Problem requirements: What is needed is an exact transcription of every record, minus the pictures.

Entries supplied:
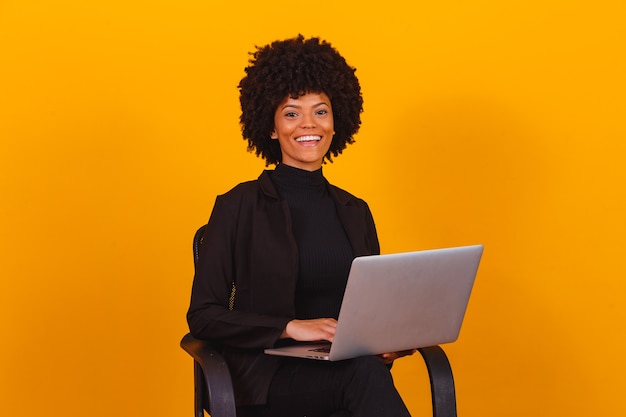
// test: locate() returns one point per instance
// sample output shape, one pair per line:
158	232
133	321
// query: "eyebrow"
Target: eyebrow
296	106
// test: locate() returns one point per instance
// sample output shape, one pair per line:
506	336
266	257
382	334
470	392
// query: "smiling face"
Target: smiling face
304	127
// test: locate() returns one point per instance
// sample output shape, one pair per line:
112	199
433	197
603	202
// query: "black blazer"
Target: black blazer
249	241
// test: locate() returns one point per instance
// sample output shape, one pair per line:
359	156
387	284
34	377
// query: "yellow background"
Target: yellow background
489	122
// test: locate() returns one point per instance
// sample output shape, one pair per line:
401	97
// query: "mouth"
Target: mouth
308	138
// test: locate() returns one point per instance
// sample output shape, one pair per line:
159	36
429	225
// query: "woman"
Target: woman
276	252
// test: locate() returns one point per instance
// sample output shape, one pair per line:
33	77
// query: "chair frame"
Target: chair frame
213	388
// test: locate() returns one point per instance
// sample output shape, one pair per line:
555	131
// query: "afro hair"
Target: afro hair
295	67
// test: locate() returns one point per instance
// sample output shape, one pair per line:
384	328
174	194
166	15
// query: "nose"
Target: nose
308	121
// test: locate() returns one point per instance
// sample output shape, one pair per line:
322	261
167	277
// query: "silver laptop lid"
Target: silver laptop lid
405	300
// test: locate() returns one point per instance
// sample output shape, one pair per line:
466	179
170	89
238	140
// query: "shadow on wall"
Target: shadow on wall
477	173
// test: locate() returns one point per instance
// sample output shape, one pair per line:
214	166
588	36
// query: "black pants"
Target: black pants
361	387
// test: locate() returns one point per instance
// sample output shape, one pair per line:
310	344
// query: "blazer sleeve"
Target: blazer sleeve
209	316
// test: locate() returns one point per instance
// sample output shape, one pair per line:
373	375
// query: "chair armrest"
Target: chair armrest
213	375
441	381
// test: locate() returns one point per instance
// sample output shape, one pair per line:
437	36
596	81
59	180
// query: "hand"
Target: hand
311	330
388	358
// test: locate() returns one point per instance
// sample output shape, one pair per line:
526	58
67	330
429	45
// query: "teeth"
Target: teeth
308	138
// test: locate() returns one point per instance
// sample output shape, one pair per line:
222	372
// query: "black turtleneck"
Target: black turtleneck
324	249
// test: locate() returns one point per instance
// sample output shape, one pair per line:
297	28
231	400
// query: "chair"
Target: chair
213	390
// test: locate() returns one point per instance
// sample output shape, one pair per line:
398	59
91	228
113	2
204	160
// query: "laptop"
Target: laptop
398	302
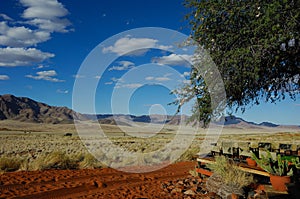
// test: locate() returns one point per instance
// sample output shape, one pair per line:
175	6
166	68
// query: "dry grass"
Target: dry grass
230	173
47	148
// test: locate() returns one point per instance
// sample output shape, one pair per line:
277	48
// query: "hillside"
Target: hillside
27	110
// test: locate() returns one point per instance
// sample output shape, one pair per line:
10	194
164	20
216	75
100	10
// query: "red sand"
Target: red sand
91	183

Result of the exercise:
// test: locate() returns one point per instance
// sample output shape, one pair per line:
158	232
133	321
// query: "eyebrow"
Target: eyebrow
296	106
// test: locate() returns one point per instance
// sample output shape, one pair per line:
506	336
266	257
382	334
470	392
// query: "smiling face"
Target: smiling face
304	127
// test: locate() returns one point per instance
// sample output shape, one pair per line:
112	199
433	197
603	202
// query: "black blazer"
Target: black blazer
249	241
// test: locate() returns one point per instance
// sample output shape, one pair per line:
359	156
387	284
34	377
// query: "yellow background"
Target: yellow background
489	122
// test: locate() returns one point per instance
// sample output shape, one pair per line:
401	97
// query: "mouth"
Target: mouth
308	138
// test: locate() returns one point per instance
// sample output shape, one pair per line:
159	36
429	225
// query: "woman"
Target: woman
276	252
// test: locate() returns one point per instance
// sample output shape, one pair per line:
33	77
// query: "chair frame"
Target: chair frame
213	388
// test: locate() returns one point per instance
// sample output shape, one pair per line:
555	131
// query: "afro hair"
Target: afro hair
295	67
// test: locate() returns one point per instance
// sample output shape, one pair per line:
384	328
174	194
166	15
// query: "nose"
Target: nose
308	121
// test: locate() returns one point per instance
// sample output shape, one pair per line:
322	261
167	277
// query: "silver laptop lid"
Target: silver laptop lid
405	300
// test: locate() returns one point per instance
// sample output shape, one pair per line:
466	179
170	89
238	140
// query: "shadow on wall"
Target: shadow on wall
477	173
// test: locate() returns one point per instance
// sample output shape, one pair per line:
214	166
588	36
// query: "black pants"
Target: black pants
361	387
// test: locate() returns one point per instance
// sample output shape, one pair per line:
310	344
// query: "blazer sleeve"
Target: blazer sleeve
209	316
// test: locate() returns one point per instance
// sample output shape, one pair per line:
373	375
// query: "chair armrest"
Target: chair armrest
213	375
441	381
// test: locate() returns one point per instance
// sample output shape, one pair per line:
437	36
596	81
59	180
// query: "hand"
Target: hand
311	330
388	358
// test: locate() returns one point per instance
// sample output shape, one pair per line:
526	58
67	330
429	45
// query: "teeth"
Target: teeth
308	138
// test: locate() returns one point per instance
// sample output shape, one pair per line:
222	372
// query: "black turtleneck"
Target: black turtleneck
324	249
// test: locate() returns one point per instance
// sample output shape, one pair per line:
297	28
231	400
// query: "chair"
Target: chair
213	390
// test: locate() returns one point per instance
// sample output shape, one pair per line:
398	59
91	228
113	2
204	160
// query: "laptop"
Target: laptop
398	302
// test: locate() returns one point per instance
// sample output shape, one pair per line:
175	6
166	68
// query: "dry grass"
Target: dry grass
230	173
47	148
// test: locate() returns one point per instance
// sample output shape, one pair per line:
277	48
// query: "hillside"
Target: hillside
27	110
// test: locate() returns one point per instance
// sample output shape, one pair per line:
10	194
164	20
216	75
100	10
// query: "red sand"
Target: red sand
91	183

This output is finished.